● Task 1:
Decide whether each statement below agrees with the Fight for $15 press release, answering yes or no and quoting the deciding words: (a) The protests will take place at 20 major airports. (b) The Fight for $15 movement started in 2016. (c) Uber drivers will strike in a dozen cities.
● Task 2:
Reproduce the Fight for $15 press release word for word, from "Home Care, Child" up to and including "of disruption Tuesday.".

● Passage shown:
A project of Common Dreams

For Immediate Release
Contact: Jack Temple,,Email:,jack.temple@berlinrosen.com

Strikes, Civil Disobedience by Fast-Food, Airport, Uber Workers to Headline Nationwide Fight for $15 Day of Disruption

 Home Care, Child Care, Higher Education Workers to Join Tens of Thousands in Streets to Show They Won’t Back Down Following Election Defined by Frustration with Rigged Economy

NATIONWIDE

Strikes by baggage handlers and cabin cleaners at Chicago O'Hare International Airport, Uber drivers in two-dozen cities, hospital workers in Pittsburgh and McDonald's and other fast-food cooks and cashiers from coast to coast, combined with mass civil disobedience by working Americans across the service economy, will headline a nationwide Fight for $15 day of disruption Tuesday.

In addition to the strikes demanding $15 and union rights, the workers will wage their most disruptive protests yet to show they will not back down in the face of newly-elected politicians and newly-empowered corporate special interests who threaten an extremist agenda to move the country to the right. The protests, at 20 major airports, which serve 2 million passengers a day, and outside McDonald's restaurants from Durham to Denver, will underscore that any efforts to block wage increases, gut workers' rights or healthcare, deport immigrants, or support racism or racist policies, will be met with unrelenting opposition by workers in the Fight for $15.

Galvanized by the election and frustrated with an economy that is rigged for the rich, airport, fast-food, home care, higher education and child care workers organized the massive demonstrations to mark the fourth anniversary of the Fight for $15, a movement that has won raises for 22 million Americans since it started in 2012.

● Data extracts:
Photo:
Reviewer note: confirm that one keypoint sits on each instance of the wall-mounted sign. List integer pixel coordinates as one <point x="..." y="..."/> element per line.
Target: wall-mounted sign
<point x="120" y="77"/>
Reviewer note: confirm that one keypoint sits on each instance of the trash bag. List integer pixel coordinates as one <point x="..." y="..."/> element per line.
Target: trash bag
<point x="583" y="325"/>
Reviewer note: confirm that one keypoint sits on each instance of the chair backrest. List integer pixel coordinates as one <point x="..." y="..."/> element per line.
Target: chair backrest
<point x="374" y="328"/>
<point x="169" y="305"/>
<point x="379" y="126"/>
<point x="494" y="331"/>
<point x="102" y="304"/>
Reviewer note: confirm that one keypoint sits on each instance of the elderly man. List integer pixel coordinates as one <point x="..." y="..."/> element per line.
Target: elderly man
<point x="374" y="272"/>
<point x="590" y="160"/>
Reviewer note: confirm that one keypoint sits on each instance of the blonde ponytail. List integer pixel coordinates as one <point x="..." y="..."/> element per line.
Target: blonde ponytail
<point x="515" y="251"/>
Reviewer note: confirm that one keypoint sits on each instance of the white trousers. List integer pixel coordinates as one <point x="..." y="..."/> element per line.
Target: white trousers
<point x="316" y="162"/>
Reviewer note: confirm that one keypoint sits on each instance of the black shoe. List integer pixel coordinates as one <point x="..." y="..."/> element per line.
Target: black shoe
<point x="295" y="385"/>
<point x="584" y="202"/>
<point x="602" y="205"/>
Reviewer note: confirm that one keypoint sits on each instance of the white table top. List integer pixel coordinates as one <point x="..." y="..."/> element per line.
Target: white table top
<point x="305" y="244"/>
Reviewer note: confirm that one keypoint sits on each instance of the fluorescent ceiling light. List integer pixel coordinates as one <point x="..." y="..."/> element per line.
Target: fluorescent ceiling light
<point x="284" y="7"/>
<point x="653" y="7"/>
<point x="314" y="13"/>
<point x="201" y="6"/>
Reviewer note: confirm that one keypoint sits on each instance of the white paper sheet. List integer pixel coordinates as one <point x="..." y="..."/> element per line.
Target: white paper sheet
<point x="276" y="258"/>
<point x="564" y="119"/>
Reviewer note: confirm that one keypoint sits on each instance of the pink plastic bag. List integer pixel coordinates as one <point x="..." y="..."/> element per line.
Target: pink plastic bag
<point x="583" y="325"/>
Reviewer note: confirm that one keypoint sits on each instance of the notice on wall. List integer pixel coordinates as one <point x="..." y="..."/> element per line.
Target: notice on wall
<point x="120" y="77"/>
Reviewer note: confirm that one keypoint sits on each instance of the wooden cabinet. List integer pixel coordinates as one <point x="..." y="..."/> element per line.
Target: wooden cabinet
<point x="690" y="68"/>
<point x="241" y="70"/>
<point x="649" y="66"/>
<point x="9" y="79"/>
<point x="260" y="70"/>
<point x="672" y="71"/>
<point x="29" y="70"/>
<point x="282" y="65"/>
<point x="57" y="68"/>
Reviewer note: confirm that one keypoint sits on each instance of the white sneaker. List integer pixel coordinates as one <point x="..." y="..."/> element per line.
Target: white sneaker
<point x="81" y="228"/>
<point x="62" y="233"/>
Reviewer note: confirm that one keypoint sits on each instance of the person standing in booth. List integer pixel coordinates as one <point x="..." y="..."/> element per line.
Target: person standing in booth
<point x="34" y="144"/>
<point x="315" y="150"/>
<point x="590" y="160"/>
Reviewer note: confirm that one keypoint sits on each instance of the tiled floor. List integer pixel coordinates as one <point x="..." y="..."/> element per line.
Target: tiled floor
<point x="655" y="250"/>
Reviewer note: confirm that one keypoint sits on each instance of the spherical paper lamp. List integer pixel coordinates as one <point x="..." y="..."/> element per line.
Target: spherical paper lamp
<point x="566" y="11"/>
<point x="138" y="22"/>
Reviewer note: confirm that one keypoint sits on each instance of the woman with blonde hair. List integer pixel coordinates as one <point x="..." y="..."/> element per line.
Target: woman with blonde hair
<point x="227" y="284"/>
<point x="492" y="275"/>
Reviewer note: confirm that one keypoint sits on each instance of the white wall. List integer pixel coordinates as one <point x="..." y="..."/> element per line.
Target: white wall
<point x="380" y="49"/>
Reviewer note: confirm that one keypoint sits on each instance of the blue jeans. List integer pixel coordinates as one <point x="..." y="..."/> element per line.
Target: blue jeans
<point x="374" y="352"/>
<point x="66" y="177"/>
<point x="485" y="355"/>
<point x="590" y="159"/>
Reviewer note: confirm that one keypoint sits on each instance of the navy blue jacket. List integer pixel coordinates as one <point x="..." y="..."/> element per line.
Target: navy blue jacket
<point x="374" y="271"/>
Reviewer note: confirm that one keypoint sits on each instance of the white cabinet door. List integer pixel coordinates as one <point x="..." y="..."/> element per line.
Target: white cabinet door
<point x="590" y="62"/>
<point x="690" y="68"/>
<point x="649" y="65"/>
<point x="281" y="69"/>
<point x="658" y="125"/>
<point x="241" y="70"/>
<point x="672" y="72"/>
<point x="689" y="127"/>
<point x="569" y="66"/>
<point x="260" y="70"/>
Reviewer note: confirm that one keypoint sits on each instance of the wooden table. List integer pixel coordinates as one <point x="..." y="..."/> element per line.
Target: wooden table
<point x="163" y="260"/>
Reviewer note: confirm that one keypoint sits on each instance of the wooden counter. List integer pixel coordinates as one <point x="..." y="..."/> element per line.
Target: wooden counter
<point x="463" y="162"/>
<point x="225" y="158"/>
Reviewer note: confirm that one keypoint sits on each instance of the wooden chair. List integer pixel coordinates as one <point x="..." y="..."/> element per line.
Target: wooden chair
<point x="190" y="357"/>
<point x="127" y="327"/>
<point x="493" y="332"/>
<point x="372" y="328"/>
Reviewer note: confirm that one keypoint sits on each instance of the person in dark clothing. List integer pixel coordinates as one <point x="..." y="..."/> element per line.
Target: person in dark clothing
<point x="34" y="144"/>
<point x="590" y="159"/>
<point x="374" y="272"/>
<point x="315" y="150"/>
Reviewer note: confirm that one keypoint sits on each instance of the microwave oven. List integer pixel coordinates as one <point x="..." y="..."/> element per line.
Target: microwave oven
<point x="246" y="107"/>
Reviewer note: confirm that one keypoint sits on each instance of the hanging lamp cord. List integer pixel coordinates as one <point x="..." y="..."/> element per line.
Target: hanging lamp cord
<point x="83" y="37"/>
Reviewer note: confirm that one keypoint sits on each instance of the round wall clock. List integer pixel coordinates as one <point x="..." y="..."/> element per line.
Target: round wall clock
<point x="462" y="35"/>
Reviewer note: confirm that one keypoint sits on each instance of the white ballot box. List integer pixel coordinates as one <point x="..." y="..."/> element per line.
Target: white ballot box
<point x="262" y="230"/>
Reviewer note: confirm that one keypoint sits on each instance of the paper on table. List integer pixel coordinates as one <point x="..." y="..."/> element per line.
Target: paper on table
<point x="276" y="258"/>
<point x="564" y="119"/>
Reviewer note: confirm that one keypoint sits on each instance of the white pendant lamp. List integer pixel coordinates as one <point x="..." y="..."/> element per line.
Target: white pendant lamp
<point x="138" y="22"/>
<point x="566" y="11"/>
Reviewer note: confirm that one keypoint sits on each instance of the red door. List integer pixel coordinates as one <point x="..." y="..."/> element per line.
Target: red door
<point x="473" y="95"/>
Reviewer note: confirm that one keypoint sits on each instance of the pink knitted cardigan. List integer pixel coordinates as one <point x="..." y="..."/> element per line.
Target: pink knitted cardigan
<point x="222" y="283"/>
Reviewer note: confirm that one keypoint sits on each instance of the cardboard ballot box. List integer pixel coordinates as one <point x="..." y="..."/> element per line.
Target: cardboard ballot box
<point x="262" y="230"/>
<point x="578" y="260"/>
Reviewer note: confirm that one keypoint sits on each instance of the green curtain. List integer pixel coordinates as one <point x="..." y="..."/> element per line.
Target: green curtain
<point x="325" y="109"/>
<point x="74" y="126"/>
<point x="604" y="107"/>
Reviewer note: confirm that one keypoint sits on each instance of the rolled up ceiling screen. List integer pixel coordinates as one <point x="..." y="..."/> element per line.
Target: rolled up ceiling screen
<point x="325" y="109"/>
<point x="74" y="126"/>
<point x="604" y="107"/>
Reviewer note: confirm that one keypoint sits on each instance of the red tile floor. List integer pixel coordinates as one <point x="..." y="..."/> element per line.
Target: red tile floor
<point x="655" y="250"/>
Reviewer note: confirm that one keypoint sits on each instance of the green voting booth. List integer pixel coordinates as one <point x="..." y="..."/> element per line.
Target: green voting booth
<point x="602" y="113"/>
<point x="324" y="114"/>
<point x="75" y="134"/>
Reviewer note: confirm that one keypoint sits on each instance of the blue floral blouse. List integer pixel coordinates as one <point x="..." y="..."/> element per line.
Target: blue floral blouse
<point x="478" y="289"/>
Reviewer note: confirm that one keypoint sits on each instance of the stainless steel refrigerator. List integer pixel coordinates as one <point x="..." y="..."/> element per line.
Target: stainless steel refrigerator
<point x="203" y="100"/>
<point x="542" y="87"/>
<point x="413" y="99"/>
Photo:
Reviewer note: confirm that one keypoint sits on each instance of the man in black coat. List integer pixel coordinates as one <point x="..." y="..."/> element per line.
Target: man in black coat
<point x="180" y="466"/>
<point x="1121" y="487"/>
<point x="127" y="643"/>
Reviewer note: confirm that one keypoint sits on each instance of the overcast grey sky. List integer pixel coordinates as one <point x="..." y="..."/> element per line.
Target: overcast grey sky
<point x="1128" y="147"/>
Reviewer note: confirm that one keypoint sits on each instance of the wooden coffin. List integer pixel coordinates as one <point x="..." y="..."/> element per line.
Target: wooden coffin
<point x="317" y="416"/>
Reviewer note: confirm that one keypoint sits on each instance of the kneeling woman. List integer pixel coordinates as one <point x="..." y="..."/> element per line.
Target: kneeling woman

● Task solution 1:
(a) Yes: "at 20 major airports"
(b) No: "since it started in 2012"
(c) No: "Uber drivers in two-dozen cities"

● Task solution 2:
Home Care, Child Care, Higher Education Workers to Join Tens of Thousands in Streets to Show They Won’t Back Down Following Election Defined by Frustration with Rigged Economy

NATIONWIDE

Strikes by baggage handlers and cabin cleaners at Chicago O'Hare International Airport, Uber drivers in two-dozen cities, hospital workers in Pittsburgh and McDonald's and other fast-food cooks and cashiers from coast to coast, combined with mass civil disobedience by working Americans across the service economy, will headline a nationwide Fight for $15 day of disruption Tuesday.